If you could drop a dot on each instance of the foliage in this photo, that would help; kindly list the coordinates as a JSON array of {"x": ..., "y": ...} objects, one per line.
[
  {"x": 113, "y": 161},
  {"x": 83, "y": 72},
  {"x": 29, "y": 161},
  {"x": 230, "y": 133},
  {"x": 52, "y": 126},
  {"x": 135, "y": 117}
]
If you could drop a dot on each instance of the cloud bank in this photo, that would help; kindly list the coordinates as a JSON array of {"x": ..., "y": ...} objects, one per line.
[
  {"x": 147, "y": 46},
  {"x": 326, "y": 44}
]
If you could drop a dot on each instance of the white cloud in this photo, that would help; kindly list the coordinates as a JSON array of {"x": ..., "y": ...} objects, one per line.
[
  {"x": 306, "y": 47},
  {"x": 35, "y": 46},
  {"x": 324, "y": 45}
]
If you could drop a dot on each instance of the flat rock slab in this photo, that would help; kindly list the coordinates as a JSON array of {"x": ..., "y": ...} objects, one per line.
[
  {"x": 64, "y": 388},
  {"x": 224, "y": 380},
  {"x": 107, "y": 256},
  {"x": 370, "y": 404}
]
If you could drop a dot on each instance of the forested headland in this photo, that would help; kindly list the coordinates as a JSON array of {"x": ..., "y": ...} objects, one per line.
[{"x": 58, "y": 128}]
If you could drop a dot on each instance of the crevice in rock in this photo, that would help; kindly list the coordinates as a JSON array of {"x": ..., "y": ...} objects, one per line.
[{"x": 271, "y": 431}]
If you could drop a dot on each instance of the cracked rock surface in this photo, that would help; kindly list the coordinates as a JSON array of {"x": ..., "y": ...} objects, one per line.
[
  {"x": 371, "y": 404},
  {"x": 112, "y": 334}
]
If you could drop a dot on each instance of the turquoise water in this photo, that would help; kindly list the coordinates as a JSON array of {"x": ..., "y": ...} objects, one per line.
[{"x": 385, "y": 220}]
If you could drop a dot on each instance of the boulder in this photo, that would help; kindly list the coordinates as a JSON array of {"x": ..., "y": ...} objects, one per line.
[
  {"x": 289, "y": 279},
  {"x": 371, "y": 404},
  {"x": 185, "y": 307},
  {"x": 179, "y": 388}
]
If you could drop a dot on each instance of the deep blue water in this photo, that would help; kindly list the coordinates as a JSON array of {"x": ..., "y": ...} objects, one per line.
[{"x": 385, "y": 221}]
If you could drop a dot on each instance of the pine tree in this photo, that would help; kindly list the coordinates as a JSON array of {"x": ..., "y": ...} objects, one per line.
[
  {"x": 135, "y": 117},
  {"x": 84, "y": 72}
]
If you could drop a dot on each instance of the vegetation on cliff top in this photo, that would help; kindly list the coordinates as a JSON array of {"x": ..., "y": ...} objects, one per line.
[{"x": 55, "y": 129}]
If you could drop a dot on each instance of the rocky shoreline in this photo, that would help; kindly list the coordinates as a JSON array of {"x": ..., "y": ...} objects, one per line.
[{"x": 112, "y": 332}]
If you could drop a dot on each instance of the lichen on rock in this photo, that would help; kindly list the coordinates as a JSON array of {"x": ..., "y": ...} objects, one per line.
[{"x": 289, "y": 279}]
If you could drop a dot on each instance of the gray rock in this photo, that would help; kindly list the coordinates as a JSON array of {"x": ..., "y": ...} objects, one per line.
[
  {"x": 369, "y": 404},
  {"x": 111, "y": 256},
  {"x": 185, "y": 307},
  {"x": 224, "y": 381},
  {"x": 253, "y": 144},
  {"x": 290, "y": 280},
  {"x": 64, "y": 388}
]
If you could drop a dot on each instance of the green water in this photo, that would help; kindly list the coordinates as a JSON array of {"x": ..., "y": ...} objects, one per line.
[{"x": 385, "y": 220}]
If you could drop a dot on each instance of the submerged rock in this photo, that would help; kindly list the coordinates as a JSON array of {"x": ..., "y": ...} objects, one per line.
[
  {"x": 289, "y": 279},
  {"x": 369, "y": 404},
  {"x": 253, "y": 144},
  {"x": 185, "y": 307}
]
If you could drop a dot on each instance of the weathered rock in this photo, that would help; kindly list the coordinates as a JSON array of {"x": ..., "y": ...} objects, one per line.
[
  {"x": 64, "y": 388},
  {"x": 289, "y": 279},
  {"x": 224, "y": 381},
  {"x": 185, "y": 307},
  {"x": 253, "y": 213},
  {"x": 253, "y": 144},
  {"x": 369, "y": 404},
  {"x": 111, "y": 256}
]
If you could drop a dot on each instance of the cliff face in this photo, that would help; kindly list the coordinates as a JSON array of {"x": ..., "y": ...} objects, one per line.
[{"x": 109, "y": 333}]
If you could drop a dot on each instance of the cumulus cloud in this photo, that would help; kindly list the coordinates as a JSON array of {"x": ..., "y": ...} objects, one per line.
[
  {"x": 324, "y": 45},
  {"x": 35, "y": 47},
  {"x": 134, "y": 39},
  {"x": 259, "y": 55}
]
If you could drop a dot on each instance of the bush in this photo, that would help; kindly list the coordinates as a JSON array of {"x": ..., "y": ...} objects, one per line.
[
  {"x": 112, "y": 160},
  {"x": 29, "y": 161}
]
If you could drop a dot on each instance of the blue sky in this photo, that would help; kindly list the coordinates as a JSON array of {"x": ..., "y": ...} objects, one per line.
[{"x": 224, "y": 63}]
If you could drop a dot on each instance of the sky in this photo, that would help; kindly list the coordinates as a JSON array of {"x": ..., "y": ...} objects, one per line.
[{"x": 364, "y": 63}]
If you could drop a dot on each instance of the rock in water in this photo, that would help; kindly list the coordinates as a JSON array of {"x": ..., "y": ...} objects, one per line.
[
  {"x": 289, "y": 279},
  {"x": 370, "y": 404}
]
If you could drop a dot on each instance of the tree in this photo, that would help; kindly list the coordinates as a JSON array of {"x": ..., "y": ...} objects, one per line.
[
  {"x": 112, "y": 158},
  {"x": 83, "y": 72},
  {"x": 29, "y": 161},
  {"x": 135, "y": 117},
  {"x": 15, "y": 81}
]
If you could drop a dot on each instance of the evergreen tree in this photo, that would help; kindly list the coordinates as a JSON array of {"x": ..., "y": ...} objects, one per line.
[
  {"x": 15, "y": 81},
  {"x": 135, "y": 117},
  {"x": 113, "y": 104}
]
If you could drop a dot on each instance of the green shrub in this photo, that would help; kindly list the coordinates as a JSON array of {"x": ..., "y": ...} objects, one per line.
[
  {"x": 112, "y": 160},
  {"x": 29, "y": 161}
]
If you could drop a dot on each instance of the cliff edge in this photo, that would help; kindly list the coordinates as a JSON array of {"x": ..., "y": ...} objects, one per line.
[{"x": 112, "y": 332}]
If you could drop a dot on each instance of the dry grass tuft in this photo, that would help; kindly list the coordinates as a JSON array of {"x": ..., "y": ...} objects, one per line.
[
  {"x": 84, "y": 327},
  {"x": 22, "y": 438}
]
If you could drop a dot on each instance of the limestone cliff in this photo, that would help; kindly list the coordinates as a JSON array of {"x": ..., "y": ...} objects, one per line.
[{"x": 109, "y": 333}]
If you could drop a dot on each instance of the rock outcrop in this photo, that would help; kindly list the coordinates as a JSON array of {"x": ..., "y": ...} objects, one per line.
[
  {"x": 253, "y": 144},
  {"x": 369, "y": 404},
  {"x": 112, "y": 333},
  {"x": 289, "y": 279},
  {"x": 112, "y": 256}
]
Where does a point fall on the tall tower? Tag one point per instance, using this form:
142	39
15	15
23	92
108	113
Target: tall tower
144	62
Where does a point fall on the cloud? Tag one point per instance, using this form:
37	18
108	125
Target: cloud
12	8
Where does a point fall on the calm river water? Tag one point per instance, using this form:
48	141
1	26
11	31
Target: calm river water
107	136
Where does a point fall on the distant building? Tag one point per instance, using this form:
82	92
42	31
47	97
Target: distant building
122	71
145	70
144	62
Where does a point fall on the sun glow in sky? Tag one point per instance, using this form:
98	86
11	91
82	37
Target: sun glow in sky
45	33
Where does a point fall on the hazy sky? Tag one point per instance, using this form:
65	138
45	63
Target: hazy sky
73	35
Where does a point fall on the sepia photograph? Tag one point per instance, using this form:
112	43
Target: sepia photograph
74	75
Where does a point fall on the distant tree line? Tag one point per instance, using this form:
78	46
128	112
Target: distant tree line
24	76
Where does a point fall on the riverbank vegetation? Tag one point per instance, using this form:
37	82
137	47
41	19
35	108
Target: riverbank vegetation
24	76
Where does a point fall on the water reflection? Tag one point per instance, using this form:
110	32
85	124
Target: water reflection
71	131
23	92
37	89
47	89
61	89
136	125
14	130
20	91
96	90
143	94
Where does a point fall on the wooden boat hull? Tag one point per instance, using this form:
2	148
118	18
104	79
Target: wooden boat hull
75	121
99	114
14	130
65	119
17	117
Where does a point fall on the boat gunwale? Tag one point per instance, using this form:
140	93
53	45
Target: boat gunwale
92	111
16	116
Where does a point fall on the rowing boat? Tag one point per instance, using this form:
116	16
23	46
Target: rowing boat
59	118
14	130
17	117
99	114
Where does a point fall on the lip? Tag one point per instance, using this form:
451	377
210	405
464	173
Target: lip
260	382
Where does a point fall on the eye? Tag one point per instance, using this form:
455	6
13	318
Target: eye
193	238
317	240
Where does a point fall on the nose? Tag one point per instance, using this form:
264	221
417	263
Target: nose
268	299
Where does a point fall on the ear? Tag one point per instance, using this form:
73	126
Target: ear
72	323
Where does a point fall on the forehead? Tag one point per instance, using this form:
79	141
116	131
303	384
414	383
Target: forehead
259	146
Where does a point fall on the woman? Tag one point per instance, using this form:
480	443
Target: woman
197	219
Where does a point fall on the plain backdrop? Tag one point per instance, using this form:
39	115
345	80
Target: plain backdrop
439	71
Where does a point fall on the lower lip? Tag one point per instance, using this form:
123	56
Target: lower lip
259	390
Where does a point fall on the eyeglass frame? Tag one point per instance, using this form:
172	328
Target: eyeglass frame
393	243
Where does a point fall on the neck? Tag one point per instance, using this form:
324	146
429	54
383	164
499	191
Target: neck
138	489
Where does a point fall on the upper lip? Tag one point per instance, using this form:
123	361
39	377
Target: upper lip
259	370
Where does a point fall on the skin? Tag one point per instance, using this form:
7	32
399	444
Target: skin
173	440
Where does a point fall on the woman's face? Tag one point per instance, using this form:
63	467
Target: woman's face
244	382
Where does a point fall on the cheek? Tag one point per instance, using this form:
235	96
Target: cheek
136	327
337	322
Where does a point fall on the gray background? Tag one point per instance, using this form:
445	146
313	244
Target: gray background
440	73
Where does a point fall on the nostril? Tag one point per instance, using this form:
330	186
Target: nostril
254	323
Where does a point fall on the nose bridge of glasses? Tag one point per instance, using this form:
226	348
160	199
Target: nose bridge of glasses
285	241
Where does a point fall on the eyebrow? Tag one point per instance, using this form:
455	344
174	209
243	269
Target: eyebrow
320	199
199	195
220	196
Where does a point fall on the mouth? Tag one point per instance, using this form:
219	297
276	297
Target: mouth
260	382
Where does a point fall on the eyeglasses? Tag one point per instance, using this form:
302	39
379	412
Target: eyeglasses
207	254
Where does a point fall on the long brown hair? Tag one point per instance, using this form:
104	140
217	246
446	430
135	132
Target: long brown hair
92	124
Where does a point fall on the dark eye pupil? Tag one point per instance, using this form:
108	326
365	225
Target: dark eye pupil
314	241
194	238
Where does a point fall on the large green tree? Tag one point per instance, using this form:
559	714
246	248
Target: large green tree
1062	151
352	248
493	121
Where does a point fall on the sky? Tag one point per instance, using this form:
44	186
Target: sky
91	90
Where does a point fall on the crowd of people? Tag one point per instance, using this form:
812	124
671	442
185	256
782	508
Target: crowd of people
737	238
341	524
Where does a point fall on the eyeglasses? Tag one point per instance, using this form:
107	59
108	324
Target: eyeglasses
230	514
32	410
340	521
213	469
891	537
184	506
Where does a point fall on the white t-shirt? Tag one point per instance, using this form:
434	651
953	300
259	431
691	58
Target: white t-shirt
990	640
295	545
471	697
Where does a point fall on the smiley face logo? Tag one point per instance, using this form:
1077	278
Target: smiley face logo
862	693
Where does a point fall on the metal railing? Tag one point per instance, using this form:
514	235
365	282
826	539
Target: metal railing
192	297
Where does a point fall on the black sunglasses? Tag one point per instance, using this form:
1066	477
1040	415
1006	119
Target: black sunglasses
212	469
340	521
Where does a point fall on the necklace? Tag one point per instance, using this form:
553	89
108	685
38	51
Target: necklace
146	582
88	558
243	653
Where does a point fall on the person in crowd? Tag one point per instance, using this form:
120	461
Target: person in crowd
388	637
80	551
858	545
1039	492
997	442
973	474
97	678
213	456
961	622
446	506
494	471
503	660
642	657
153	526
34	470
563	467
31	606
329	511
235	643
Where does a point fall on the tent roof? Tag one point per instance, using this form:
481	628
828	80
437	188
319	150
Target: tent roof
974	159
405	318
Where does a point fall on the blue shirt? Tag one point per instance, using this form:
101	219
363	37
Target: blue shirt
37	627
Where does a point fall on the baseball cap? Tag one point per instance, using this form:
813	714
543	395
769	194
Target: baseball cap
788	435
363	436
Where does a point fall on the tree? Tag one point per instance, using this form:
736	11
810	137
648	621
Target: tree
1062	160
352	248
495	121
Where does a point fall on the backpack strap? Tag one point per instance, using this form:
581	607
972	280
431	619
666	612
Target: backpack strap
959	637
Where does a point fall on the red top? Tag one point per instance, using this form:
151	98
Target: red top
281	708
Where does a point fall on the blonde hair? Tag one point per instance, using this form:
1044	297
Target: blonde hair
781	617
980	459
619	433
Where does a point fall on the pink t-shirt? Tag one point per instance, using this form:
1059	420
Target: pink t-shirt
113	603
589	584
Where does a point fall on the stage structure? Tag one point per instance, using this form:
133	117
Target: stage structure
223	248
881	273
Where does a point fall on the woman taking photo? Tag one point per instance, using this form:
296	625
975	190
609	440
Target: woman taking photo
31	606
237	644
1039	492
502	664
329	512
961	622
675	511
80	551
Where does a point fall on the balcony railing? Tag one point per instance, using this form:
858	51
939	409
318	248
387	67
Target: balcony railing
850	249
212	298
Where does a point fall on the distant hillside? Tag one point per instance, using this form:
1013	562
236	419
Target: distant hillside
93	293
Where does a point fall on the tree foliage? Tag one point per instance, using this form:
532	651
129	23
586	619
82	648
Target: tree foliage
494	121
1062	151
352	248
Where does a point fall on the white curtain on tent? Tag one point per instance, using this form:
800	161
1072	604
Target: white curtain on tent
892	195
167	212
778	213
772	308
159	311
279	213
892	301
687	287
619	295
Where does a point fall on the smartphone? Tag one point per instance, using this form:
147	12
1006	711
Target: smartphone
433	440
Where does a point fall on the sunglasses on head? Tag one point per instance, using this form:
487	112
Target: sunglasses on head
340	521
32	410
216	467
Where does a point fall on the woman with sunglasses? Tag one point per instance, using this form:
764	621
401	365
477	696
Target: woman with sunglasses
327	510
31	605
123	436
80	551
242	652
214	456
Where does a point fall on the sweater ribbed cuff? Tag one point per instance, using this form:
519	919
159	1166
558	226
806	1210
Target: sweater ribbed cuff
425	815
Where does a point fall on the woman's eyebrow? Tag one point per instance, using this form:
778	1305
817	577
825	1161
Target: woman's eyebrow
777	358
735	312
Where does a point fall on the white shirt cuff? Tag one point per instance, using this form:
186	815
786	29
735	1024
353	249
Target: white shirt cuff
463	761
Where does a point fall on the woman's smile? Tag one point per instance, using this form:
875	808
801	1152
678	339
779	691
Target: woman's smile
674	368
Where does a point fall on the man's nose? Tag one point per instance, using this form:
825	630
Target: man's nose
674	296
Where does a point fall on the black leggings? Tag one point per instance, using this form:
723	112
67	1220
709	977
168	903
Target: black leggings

++++++++

EXERCISE REQUIREMENTS: Show every line above in which the word "leggings" appears.

TASK SOLUTION:
Where does a point fall on the black leggings? Tag one point per instance, using this form:
Target: black leggings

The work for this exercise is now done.